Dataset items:

__________

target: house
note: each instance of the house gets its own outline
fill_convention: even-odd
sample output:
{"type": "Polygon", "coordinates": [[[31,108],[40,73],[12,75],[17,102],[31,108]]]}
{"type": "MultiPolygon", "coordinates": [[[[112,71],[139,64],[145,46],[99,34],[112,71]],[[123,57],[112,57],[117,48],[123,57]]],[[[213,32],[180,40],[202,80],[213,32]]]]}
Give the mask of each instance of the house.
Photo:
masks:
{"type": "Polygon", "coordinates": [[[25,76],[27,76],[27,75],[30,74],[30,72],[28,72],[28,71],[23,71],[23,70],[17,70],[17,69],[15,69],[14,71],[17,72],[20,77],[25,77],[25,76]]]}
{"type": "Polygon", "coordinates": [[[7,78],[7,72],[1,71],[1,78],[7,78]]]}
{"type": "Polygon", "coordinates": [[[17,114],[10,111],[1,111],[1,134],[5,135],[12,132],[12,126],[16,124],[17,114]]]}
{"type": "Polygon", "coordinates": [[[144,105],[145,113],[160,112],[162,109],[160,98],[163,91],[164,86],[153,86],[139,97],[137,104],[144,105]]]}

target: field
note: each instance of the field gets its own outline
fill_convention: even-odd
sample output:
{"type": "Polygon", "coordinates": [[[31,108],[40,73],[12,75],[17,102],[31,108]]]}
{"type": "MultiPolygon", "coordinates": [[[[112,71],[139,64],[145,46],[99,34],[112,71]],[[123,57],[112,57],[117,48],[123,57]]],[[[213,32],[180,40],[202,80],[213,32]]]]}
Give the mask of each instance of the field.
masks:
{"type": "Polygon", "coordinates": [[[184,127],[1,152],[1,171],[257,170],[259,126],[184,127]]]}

__________

- [Work instructions]
Set down the lines from the one with "Give the mask of each instance of the field." through the end of the data above. Keep each exactly as written and add no other line.

- [Exercise solution]
Give the mask of each instance of the field.
masks:
{"type": "Polygon", "coordinates": [[[184,127],[1,152],[1,171],[257,170],[259,126],[184,127]]]}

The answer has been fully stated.